"When I first began writing about the emotional brain for my book Why Good Sex Matters, I approached it through the lens of sexuality-because sex, desire, and pleasure are vivid reflections of our inner emotional life. Over time, I came to see something even broader: How we experience pleasure, manage stress, and connect with others all arise from the same emotional architecture."
"We are living through what I've come to call the "traumademic": a convergence of chronic societal distress layered onto our personal histories of loss, fear, and unresolved trauma. Many people describe feeling simultaneously "revved up" and emotionally numb, caught between anxiety, anger, despair, and exhaustion. To understand why, we need to look beneath the brain/mind's newer evolutionary systems-the neocortex, responsible for reasoning and executive function, and the mid-level brain involved in learning and habits -down into the ancient emotional "basement" of the brain."
"The past several years have carried a constant undercurrent of uncertainty-pandemics, social fragmentation, political polarization, and economic strain. The traumademic reflects what happens when collective upheaval collides with individual vulnerability. Our fear circuits remain chronically activated. Rage flares defensively. And the panic/grief/sadness system-designed to preserve connection-keeps sounding alarms as isolation deepens. Many people feel lonely even when surrounded by others."
Sex, desire, and pleasure serve as vivid indicators of emotional functioning, reflecting shared neural architecture for pleasure, stress management, and social connection. Diminished joy, motivation, intimacy, or vitality signal early imbalance in emotion systems. Contemporary life combines chronic societal stressors with personal histories of loss and unresolved trauma into a 'traumademic,' producing simultaneous hyperarousal and emotional numbness. Fear circuits, rage responses, and panic/grief systems become chronically activated, exacerbating isolation and loneliness. These reactions represent evolved survival mechanisms whose chronic activation impairs emotional regulation rather than indicating personal brokenness. Understanding requires examining older brain systems beneath the neocortex and habit systems.

Collected data entries:

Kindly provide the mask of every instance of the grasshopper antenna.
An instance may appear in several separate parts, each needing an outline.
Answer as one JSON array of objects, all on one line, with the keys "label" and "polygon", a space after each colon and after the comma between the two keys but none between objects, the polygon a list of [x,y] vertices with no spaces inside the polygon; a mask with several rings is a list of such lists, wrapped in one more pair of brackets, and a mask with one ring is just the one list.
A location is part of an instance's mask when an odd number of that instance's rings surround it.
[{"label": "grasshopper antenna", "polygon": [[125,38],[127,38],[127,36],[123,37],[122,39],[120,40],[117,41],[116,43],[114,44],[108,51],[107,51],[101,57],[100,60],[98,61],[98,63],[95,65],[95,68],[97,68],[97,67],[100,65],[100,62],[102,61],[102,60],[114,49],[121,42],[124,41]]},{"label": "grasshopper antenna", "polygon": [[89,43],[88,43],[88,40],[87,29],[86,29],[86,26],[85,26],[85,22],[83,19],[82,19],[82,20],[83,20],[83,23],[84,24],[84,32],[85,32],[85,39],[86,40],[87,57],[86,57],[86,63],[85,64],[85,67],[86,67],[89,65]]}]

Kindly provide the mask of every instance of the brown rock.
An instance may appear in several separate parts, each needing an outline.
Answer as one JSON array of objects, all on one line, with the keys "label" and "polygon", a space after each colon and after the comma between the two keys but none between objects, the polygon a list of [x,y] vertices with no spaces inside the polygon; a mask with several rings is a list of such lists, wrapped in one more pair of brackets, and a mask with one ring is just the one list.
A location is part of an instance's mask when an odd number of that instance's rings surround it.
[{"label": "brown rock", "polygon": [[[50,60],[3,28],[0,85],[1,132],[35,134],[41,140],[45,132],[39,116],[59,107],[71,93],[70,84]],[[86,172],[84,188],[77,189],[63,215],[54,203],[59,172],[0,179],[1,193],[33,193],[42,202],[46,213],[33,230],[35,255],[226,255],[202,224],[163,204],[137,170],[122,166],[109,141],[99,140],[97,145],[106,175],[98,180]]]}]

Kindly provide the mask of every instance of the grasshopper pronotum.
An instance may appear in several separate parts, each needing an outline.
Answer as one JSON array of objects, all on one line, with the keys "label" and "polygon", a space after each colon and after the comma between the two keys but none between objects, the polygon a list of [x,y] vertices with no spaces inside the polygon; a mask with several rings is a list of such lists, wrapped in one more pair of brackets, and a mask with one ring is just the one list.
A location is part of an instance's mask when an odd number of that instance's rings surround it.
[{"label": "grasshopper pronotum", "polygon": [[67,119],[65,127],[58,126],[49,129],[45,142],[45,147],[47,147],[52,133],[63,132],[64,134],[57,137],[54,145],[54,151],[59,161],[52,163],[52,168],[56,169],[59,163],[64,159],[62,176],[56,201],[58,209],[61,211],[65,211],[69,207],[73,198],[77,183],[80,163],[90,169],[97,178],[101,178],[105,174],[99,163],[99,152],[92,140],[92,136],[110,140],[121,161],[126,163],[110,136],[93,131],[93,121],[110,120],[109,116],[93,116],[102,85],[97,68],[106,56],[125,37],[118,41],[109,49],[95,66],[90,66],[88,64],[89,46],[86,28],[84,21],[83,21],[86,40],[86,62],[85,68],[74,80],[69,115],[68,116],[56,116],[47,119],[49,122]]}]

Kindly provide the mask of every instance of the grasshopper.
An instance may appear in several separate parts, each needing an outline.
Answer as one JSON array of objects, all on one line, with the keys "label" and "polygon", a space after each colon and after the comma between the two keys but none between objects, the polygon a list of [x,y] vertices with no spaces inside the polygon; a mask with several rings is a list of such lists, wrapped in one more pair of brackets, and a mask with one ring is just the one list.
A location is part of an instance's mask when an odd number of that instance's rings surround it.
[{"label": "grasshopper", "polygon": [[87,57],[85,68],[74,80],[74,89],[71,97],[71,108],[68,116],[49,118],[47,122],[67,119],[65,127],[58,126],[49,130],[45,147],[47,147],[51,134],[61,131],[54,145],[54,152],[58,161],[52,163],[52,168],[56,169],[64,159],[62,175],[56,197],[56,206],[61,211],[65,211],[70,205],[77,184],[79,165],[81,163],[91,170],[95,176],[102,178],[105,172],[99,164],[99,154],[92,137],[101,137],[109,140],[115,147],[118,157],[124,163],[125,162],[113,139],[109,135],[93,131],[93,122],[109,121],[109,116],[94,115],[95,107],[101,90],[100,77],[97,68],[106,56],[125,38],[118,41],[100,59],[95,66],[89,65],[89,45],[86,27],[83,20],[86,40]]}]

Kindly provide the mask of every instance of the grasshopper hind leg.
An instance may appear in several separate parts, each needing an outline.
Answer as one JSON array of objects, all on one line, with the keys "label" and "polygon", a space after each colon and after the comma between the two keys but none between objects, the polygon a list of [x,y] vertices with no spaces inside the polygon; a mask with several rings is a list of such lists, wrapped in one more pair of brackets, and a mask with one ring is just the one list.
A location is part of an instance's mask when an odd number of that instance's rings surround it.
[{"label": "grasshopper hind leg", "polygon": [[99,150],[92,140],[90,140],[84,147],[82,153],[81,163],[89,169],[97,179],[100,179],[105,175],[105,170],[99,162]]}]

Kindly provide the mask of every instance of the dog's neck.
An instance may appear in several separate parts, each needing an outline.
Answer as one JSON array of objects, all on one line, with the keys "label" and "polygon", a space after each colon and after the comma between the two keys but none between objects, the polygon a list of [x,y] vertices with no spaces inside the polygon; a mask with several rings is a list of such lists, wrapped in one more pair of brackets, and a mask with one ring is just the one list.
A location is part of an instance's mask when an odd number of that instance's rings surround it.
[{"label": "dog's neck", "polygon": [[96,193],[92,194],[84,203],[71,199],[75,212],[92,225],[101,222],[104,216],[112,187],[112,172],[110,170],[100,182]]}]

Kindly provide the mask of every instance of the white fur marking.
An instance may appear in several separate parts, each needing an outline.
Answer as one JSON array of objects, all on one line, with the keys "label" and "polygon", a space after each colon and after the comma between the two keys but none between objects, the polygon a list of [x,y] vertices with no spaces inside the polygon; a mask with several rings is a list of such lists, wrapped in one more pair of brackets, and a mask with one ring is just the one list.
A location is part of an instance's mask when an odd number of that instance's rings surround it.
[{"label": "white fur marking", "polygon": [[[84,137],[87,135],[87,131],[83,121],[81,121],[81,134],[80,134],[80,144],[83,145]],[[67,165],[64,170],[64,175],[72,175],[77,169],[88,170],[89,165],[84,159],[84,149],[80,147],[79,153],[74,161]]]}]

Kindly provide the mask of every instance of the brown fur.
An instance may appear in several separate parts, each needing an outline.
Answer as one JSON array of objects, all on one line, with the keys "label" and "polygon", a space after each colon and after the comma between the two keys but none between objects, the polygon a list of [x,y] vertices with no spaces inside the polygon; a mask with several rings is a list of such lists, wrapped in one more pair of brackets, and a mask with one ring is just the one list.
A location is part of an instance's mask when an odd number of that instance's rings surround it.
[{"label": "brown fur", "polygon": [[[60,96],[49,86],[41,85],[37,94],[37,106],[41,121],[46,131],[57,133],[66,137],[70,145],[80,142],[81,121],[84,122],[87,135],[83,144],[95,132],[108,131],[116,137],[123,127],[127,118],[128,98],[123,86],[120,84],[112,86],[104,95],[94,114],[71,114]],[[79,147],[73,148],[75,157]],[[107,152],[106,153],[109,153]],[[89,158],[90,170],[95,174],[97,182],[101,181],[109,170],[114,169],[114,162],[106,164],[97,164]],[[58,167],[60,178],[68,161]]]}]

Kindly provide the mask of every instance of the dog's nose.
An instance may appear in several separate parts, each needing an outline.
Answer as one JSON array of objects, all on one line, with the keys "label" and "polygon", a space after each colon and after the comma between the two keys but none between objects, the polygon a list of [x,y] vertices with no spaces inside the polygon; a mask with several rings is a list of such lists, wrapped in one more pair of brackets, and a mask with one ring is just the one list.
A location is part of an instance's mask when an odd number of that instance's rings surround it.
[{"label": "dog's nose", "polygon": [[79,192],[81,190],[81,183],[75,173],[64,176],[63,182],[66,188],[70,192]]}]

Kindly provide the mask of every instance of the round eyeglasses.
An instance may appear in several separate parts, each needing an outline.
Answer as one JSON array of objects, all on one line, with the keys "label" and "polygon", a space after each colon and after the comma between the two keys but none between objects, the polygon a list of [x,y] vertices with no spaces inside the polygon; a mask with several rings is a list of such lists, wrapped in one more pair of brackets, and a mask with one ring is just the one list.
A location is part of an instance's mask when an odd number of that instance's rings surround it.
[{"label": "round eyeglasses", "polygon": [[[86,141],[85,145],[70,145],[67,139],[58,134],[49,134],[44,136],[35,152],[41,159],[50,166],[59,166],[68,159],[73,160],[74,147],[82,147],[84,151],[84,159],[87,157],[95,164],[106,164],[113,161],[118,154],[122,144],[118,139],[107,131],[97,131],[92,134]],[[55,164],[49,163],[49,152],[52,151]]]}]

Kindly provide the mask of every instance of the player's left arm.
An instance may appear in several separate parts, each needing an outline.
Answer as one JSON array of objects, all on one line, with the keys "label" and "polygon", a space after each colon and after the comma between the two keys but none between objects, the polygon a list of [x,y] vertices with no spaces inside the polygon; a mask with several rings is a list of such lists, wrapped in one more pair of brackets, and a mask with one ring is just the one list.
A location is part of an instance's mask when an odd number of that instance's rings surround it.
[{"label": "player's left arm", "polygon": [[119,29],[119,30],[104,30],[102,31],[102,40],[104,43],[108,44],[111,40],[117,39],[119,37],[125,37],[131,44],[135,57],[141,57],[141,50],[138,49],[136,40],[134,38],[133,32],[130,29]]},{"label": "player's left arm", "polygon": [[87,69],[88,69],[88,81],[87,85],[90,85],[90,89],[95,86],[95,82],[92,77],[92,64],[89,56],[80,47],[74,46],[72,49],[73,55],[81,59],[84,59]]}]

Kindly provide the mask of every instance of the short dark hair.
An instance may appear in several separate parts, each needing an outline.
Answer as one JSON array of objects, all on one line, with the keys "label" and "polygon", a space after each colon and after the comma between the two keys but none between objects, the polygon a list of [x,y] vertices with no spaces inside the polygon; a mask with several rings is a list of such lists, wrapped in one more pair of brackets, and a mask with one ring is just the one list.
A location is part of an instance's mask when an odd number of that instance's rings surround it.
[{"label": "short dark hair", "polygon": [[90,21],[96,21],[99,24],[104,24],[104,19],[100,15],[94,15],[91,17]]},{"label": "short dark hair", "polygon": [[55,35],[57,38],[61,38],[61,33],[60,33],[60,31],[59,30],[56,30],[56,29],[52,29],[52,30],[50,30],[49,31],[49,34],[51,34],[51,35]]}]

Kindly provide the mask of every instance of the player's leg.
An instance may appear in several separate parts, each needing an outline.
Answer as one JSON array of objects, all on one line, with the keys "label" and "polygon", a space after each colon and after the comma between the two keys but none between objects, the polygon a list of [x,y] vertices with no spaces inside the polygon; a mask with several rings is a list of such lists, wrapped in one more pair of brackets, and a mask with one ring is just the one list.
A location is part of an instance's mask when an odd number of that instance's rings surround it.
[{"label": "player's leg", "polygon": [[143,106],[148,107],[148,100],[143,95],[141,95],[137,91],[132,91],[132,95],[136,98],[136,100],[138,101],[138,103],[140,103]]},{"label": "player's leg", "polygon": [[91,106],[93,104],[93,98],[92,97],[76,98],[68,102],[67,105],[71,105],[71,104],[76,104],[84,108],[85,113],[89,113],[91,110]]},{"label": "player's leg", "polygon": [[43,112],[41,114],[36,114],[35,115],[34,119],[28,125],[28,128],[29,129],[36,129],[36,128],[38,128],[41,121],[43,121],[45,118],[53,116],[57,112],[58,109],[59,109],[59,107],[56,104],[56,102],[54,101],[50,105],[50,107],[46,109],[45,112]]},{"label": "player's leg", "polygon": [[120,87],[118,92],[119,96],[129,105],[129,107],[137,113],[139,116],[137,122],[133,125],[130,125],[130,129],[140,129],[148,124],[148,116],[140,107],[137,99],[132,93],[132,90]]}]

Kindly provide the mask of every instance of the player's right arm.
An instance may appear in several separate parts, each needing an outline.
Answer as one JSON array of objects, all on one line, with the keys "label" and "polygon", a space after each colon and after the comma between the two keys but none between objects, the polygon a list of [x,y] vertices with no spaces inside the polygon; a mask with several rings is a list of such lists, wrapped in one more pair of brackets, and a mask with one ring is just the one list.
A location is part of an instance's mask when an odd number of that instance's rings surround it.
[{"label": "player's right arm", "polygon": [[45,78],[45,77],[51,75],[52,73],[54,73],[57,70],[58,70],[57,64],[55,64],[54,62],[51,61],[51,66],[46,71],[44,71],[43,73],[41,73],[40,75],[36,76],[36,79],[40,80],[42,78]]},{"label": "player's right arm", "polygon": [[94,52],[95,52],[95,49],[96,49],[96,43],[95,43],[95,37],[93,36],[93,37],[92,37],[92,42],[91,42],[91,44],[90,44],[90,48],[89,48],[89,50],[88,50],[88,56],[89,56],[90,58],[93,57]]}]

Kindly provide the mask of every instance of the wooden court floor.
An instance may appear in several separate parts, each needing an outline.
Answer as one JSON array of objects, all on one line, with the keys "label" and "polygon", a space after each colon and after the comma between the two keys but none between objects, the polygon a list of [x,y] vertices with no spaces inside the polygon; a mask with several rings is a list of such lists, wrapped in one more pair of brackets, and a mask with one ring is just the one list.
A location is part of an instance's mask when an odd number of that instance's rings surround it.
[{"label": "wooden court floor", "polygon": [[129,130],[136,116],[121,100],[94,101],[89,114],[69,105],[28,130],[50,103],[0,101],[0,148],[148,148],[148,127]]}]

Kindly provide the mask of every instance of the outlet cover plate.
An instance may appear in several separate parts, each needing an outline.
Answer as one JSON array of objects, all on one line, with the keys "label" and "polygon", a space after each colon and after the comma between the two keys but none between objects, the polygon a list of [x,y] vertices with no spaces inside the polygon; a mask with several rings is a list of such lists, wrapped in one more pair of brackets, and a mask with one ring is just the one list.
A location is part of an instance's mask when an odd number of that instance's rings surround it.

# Problem
Answer these questions from the page text about the emotional brain:
(a) For which book did the writer first begin writing about the emotional brain?
(b) Which brain region does the text name as responsible for reasoning and executive function?
(c) Which system does the text say is designed to preserve connection?
None of the entries are used here.

# Your solution
(a) Why Good Sex Matters
(b) The neocortex
(c) The panic/grief/sadness system